── RECORDS FOR PROCESSING ──
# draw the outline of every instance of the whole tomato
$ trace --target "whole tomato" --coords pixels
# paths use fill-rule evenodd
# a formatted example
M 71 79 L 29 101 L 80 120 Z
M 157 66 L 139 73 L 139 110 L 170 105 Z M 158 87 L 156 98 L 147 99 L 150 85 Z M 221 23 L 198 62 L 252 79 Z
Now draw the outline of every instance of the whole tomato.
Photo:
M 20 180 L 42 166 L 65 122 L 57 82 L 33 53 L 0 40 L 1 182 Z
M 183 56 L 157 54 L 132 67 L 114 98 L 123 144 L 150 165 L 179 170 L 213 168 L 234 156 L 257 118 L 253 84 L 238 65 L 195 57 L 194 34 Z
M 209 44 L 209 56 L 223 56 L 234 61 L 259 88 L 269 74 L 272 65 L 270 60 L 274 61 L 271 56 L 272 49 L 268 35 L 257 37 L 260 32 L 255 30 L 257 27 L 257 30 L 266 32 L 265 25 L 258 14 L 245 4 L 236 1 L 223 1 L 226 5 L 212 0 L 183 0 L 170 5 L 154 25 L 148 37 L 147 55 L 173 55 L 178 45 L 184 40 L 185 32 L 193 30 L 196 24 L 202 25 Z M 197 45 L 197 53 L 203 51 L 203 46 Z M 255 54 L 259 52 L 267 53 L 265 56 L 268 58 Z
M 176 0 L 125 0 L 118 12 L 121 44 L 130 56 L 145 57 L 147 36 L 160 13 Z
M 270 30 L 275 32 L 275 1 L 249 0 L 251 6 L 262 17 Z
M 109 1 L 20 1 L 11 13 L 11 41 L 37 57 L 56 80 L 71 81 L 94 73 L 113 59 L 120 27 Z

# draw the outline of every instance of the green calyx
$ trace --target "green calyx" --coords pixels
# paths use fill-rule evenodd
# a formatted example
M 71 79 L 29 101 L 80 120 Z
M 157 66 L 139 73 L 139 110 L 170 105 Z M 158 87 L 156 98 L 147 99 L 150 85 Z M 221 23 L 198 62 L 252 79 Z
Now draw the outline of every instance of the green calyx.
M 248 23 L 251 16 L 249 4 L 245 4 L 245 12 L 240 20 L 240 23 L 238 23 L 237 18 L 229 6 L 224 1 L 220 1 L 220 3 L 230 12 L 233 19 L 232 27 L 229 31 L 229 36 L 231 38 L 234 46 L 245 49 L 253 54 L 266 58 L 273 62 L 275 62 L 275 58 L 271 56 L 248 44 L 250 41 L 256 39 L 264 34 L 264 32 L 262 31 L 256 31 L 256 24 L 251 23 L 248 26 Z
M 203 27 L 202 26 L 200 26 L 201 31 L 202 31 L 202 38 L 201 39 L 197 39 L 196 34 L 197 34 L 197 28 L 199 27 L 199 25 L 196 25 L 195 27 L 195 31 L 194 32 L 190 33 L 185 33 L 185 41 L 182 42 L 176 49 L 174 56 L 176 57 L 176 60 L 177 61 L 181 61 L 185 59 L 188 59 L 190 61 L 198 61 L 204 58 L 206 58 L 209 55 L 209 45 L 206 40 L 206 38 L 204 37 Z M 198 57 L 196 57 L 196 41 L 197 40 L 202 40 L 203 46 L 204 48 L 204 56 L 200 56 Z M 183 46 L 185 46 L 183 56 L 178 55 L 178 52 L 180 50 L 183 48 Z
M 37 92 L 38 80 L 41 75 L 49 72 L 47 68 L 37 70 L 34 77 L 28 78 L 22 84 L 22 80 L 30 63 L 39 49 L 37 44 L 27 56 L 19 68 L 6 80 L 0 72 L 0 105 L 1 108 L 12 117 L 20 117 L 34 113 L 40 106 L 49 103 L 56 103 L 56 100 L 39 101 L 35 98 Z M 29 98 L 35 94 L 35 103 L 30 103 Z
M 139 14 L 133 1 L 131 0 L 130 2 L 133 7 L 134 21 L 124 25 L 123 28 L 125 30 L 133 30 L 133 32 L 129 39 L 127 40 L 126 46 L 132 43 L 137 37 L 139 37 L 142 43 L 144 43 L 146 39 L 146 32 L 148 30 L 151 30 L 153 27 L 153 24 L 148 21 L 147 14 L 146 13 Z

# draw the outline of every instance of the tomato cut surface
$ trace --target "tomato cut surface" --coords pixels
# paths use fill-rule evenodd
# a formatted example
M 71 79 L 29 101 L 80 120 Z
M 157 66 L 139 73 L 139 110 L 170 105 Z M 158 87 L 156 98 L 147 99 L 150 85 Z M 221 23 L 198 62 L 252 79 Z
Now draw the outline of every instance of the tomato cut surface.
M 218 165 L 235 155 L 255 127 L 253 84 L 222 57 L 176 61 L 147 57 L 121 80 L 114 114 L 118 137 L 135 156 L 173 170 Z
───
### STATED TASK
Output every line of the material above as a numbered list, omitting the blank lines.

### TASK OUTPUT
1. # draw the outline of every instance of the whole tomato
2. $ trace --target "whole tomato" --coords pixels
3. # paths use fill-rule evenodd
4. # a formatted example
5. M 71 79 L 29 101 L 80 120 Z
6. M 157 66 L 139 73 L 139 110 L 170 105 Z M 158 87 L 156 98 L 147 99 L 150 85 Z M 221 23 L 198 62 L 252 79 Z
7. Now draw the outline of every instance of the whole tomato.
8. Photo:
9. M 20 180 L 42 166 L 65 122 L 57 82 L 33 53 L 0 40 L 1 182 Z
10. M 183 56 L 157 54 L 132 67 L 114 98 L 123 144 L 150 165 L 179 170 L 213 168 L 234 156 L 257 118 L 253 84 L 238 65 L 195 57 L 194 34 Z
11. M 209 44 L 209 56 L 223 56 L 234 61 L 259 88 L 269 74 L 272 65 L 270 60 L 274 61 L 271 56 L 272 49 L 268 35 L 257 37 L 260 32 L 255 30 L 257 27 L 257 30 L 266 32 L 265 25 L 258 14 L 245 4 L 236 1 L 223 1 L 226 5 L 212 0 L 183 0 L 170 5 L 154 25 L 148 37 L 147 55 L 173 55 L 178 45 L 184 40 L 185 32 L 193 30 L 196 24 L 202 25 Z M 197 45 L 197 53 L 203 51 L 203 46 Z M 255 54 L 259 52 L 267 53 L 265 56 L 268 58 Z
12. M 176 0 L 125 0 L 118 12 L 121 44 L 130 56 L 145 57 L 147 36 L 160 13 Z
13. M 270 30 L 275 32 L 275 1 L 249 0 L 251 6 L 262 17 Z
14. M 109 1 L 20 1 L 11 13 L 11 41 L 37 57 L 56 80 L 71 81 L 94 73 L 113 59 L 120 27 Z
15. # draw the outline of every instance of the green calyx
16. $ trace --target "green calyx" --coords pixels
17. # paths use fill-rule evenodd
18. # a formatted example
19. M 71 79 L 29 101 L 80 120 Z
20. M 157 66 L 139 73 L 139 110 L 170 105 Z M 158 87 L 156 98 L 147 99 L 150 85 Z M 221 23 L 198 62 L 252 79 Z
21. Now draw the outline of every instance of the green calyx.
22. M 248 23 L 251 16 L 249 4 L 245 4 L 245 12 L 240 20 L 240 23 L 238 23 L 237 18 L 229 6 L 224 1 L 220 1 L 220 3 L 230 12 L 233 19 L 232 27 L 229 31 L 229 36 L 231 38 L 234 46 L 245 49 L 253 54 L 266 58 L 273 62 L 275 62 L 275 58 L 271 56 L 248 44 L 250 41 L 256 39 L 264 34 L 264 32 L 262 31 L 256 31 L 256 24 L 251 23 L 248 26 Z
23. M 203 27 L 202 26 L 200 26 L 201 31 L 202 31 L 202 38 L 201 39 L 197 39 L 196 34 L 197 34 L 197 28 L 199 27 L 199 25 L 196 25 L 195 27 L 195 31 L 194 32 L 190 33 L 185 33 L 185 41 L 182 42 L 176 49 L 174 56 L 176 57 L 176 60 L 177 61 L 181 61 L 185 59 L 188 59 L 190 61 L 198 61 L 204 58 L 206 58 L 209 55 L 209 45 L 206 40 L 206 38 L 204 37 Z M 198 57 L 196 57 L 196 41 L 197 40 L 202 40 L 203 46 L 204 48 L 204 56 L 200 56 Z M 183 46 L 185 46 L 183 56 L 178 55 L 178 52 L 180 50 L 183 48 Z
24. M 37 92 L 38 80 L 41 75 L 49 72 L 47 68 L 37 70 L 34 77 L 28 78 L 22 84 L 22 80 L 30 63 L 39 49 L 37 44 L 27 56 L 19 68 L 6 80 L 0 72 L 0 105 L 1 108 L 12 117 L 20 117 L 34 113 L 40 106 L 49 103 L 56 103 L 56 100 L 39 101 L 35 98 Z M 29 98 L 35 94 L 35 103 L 30 103 Z
25. M 139 14 L 133 1 L 131 0 L 130 2 L 133 7 L 134 21 L 124 25 L 123 28 L 125 30 L 133 30 L 133 32 L 129 39 L 127 40 L 126 46 L 132 43 L 137 37 L 139 37 L 142 43 L 144 43 L 146 39 L 146 32 L 148 30 L 151 30 L 153 27 L 153 24 L 148 21 L 147 14 L 146 13 Z
26. # draw the outline of every instance of the tomato cut surface
27. $ trace --target "tomato cut surface" --coords pixels
28. # paths use fill-rule evenodd
29. # a formatted example
30. M 71 79 L 29 101 L 80 120 Z
31. M 157 66 L 139 73 L 139 110 L 170 105 Z M 158 87 L 156 98 L 147 99 L 150 85 Z M 221 23 L 198 62 L 252 79 Z
32. Now draw the outline of every instance of the tomato cut surface.
33. M 218 165 L 235 155 L 255 127 L 253 84 L 222 57 L 176 61 L 147 57 L 121 80 L 114 114 L 118 137 L 135 156 L 173 170 Z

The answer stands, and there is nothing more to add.